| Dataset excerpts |
++++++++++++++++++++

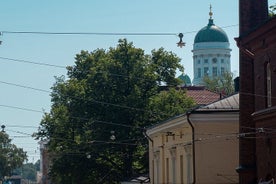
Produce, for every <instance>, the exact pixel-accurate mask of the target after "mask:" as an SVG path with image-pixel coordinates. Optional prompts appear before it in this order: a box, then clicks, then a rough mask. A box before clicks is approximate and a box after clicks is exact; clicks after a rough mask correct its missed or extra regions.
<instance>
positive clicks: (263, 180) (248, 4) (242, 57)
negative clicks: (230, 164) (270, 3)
mask: <svg viewBox="0 0 276 184" xmlns="http://www.w3.org/2000/svg"><path fill="white" fill-rule="evenodd" d="M239 6H240V10H239V13H240V36H239V38H237V45H238V47H239V48H240V165H239V167H238V168H237V171H238V172H239V176H240V183H241V184H243V183H246V184H248V183H258V182H260V181H272V179H275V177H276V136H275V135H276V99H275V97H276V18H275V17H274V18H271V19H269V18H268V3H267V0H240V1H239Z"/></svg>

++++++++++++++++++++

| WHAT IS REQUIRED |
Can you copy out every line of the listing above word for word, omitting the pictures?

| EXERCISE SOLUTION |
Produce, for every <instance>, the exact pixel-accurate mask of the target after "mask:" as an SVG path with image-pixel coordinates. Optional prompts appear before it in this order: a box, then clicks, then a rough mask. A box before clicks is approximate and a box after clicks is exact; clicks after a rough mask correct its missed or extra regions.
<instance>
positive clicks: (263, 180) (248, 4) (242, 57)
negative clicks: (230, 164) (270, 3)
mask: <svg viewBox="0 0 276 184" xmlns="http://www.w3.org/2000/svg"><path fill="white" fill-rule="evenodd" d="M239 6H240V10H239V13H240V36H239V38H237V45H238V47H239V48H240V165H239V167H238V168H237V171H238V172H239V176H240V183H241V184H243V183H246V184H248V183H258V182H260V181H272V179H275V177H276V136H275V135H276V99H275V97H276V18H275V17H274V18H271V19H269V18H268V3H267V0H240V1H239Z"/></svg>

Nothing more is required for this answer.